== Exercise ==
Please copy the Mortein entry word for word, beginning at "Mortein is an" and stopping after "Louie the Fly.".

== Document excerpt ==
Mortein
- Type: Insecticide
- Industry: Household goods
- Founder: J. Hagemann
- Headquarters: Sydney, Australia
- Area served: Australia, New Zealand, South Africa, Fiji, Bangladesh, India, Pakistan, Sri Lanka, Philippines, Morocco, Algeria, Tunisia, Kenya, Libya, Egypt, Mauritania and Papua New Guinea
- Products: Insecticides, mosquito repellents, fly sprays
- Owner: Reckitt

= Mortein =

Australian pesticide brand

Mortein is an Australian brand of household insecticide owned by the British company Reckitt. Together with its sister product Aerogard, a popular insect repellent, Mortein is widely used in Australia and is marketed internationally. It is also available in New Zealand, India, Pakistan, Fiji, and the Comoros. The brand has been represented in television commercials by cartoon villain Louie the Fly.

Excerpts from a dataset
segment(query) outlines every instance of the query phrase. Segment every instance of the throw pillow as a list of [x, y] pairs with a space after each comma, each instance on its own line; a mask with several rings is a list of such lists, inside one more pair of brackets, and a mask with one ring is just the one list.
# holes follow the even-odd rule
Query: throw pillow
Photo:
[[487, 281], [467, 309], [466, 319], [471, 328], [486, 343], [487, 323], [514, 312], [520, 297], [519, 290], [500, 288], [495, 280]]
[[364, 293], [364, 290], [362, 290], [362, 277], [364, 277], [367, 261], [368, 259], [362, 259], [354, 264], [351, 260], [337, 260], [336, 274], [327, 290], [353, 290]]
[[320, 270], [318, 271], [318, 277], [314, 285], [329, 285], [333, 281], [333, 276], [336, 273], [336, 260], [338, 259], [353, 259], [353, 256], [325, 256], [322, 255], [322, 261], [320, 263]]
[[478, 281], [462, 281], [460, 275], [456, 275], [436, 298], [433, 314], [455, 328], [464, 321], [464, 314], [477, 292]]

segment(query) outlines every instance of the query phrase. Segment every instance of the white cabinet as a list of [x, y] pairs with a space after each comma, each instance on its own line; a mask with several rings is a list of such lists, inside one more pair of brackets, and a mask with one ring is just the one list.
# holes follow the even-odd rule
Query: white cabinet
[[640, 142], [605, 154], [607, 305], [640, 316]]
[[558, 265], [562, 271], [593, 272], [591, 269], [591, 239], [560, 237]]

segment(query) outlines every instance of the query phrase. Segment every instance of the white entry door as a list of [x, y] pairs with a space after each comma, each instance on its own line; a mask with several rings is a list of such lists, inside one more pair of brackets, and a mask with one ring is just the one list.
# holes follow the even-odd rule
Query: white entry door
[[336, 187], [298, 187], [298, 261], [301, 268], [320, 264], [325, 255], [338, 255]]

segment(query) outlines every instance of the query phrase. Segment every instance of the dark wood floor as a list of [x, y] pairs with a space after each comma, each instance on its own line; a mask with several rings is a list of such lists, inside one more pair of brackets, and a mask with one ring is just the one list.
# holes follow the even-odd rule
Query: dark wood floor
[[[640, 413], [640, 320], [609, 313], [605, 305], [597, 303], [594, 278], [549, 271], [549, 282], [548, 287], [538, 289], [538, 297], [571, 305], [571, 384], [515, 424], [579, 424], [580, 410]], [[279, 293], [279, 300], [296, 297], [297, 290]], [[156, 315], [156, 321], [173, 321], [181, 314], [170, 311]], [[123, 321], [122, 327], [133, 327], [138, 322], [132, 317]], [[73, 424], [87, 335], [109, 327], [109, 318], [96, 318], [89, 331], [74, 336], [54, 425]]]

== Exercise output ==
Mortein is an Australian brand of household insecticide owned by the British company Reckitt. Together with its sister product Aerogard, a popular insect repellent, Mortein is widely used in Australia and is marketed internationally. It is also available in New Zealand, India, Pakistan, Fiji, and the Comoros. The brand has been represented in television commercials by cartoon villain Louie the Fly.